# [TEXT SECTION]
—————
Lesson 5 of 48 beginner

Fetch-Decode-Execute Cycle

The heartbeat of every processor — the three-step loop that runs millions of times per second

Open interactive version (quiz + challenge)

Real-world analogy

Imagine you work at a restaurant. Each order follows the same cycle: (1) Fetch — the waiter picks up the next order slip from the queue, (2) Decode — the chef reads the slip to understand what dish to make, (3) Execute — the chef actually cooks the dish. Then the waiter grabs the next slip and the cycle repeats endlessly, all day long. A microprocessor works exactly the same way with instructions instead of order slips.

What is it?
—————
Location labeling records:
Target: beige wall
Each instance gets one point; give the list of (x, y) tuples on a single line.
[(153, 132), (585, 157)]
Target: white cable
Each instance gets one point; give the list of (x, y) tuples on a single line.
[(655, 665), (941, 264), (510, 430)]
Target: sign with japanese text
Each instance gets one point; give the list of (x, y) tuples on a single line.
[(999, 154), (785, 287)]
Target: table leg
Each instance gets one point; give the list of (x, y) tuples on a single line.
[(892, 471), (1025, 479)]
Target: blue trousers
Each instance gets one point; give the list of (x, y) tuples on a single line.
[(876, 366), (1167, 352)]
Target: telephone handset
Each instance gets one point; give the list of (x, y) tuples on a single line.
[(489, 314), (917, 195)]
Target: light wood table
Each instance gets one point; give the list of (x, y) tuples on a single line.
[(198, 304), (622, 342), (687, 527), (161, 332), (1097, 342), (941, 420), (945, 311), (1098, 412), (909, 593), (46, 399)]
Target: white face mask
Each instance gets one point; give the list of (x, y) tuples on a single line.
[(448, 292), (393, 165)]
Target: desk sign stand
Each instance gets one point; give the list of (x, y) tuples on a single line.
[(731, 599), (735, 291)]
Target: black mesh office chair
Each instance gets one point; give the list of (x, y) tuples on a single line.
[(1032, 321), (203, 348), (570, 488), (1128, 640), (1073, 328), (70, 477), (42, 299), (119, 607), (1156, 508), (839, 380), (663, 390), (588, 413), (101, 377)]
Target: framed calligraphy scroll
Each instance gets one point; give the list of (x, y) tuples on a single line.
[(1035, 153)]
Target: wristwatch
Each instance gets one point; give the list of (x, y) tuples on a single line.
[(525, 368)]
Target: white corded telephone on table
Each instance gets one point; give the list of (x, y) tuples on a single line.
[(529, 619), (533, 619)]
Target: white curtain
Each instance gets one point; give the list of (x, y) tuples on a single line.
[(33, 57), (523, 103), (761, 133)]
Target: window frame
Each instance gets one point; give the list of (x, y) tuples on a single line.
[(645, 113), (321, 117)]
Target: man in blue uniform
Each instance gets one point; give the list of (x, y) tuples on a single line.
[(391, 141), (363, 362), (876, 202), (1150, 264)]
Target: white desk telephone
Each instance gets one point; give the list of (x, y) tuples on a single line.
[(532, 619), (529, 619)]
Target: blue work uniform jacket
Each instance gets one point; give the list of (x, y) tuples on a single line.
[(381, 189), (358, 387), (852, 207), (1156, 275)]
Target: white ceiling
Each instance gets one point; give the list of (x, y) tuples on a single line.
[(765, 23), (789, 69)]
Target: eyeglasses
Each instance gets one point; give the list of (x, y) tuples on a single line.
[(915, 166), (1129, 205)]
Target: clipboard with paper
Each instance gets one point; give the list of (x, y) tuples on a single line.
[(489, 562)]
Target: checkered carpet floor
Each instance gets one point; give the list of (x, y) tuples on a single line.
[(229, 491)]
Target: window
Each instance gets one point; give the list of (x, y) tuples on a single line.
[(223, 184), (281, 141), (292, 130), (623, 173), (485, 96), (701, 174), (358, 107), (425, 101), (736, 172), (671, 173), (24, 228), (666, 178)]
—————
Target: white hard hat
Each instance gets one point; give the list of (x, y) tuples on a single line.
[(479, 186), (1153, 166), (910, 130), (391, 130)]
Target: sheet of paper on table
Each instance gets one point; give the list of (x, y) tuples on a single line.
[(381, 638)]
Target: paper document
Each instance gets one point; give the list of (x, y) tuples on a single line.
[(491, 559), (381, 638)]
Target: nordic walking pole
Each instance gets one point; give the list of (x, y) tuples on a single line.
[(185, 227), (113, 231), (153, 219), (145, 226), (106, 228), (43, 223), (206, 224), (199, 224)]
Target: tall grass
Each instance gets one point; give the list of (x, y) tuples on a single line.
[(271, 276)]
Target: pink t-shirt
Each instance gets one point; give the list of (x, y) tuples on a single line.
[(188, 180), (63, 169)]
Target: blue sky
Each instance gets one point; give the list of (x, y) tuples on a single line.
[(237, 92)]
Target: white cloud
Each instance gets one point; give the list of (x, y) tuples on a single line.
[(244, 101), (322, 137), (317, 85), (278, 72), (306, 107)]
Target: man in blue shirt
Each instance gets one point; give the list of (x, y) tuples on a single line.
—————
# [GIVEN REQUEST 1]
Answer these questions about the lesson on the fetch-decode-execute cycle:
(a) Which lesson number is it, out of how many, and at what level?
(b) How often does the subtitle say the three-step loop runs?
(c) In the restaurant analogy, who reads the order slip during the Decode step?
# [GIVEN REQUEST 2]
Rewrite the paragraph of the lesson on the fetch-decode-execute cycle that begins "Imagine you work at a restaurant" as a short list, keeping its main facts.
# [GIVEN REQUEST 3]
Summarize the lesson on the fetch-decode-execute cycle in two sentences.

# [EXERCISE RESULT 1]
(a) It is lesson 5 of 48, at the beginner level.
(b) It runs millions of times per second.
(c) The chef reads the slip.

# [EXERCISE RESULT 2]
- Setting: a restaurant, where each order follows the same cycle.
- Fetch: the waiter picks up the next order slip from the queue.
- Decode: the chef reads the slip to understand what dish to make.
- Execute: the chef cooks the dish.
- The cycle then repeats endlessly, all day long.
- A microprocessor works the same way, with instructions in place of order slips.

# [EXERCISE RESULT 3]
The fetch-decode-execute cycle is a three-step loop that runs in every processor millions of times per second. The lesson compares it to a restaurant, where a waiter fetches each order slip and a chef reads it and cooks the dish, much as a microprocessor handles instructions.